→ Task instructions
From the line containing "Place a point on the green" down to the last line of the records below, copy every line exactly. Leave out everything before it.
>> Begin
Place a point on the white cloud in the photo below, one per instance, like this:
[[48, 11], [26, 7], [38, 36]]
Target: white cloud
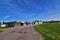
[[6, 17]]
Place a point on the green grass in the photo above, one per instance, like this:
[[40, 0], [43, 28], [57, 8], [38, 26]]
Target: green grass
[[4, 27], [50, 31], [1, 30]]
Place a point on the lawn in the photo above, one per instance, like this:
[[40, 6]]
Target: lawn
[[50, 31]]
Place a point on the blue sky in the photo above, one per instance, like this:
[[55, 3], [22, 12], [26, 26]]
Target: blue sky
[[29, 10]]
>> End
→ The answer
Place a point on the green grass in the photo above, one per instance, like this:
[[40, 0], [43, 28], [57, 8], [38, 26]]
Target: green grass
[[4, 27], [50, 31], [1, 30]]
Place a point on the lawn in the photo above, one per instance, like this:
[[40, 6]]
Target: lawn
[[50, 31]]
Place a point on the blue sky in the photo above, one per instance, like this:
[[55, 3], [22, 12], [26, 26]]
Target: blue sky
[[29, 10]]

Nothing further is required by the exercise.